## YOUR GOAL
Reproduce the data below, replacing each occurrence of "innermost point" with "central point" and changing nothing else. Omit the pictures from your reproduction.

## GIVEN ENTRIES
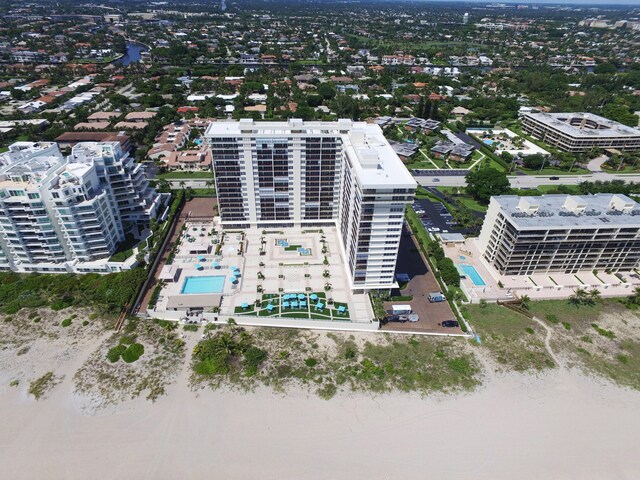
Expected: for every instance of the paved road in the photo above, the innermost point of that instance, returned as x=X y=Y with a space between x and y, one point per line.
x=530 y=181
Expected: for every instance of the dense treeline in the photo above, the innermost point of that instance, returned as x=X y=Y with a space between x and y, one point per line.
x=105 y=293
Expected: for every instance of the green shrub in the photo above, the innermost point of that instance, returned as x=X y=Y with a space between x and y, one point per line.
x=253 y=358
x=449 y=272
x=114 y=354
x=133 y=353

## OUTPUT OF THE TASK
Expected: for every instance of the paved road in the photo above, the central point of that instance, returned as x=X y=Y with a space between x and y, one point per line.
x=530 y=181
Expected: for every instance of the dense treeline in the photo above, the central point of that instance, returned as x=X y=Y with a space between x and y, one point per line.
x=105 y=293
Expected: for every instance of the green shrub in the photo above, the central point of that instance, returned as x=X y=Y with a space between x and y, one point per line.
x=253 y=358
x=449 y=272
x=114 y=354
x=133 y=353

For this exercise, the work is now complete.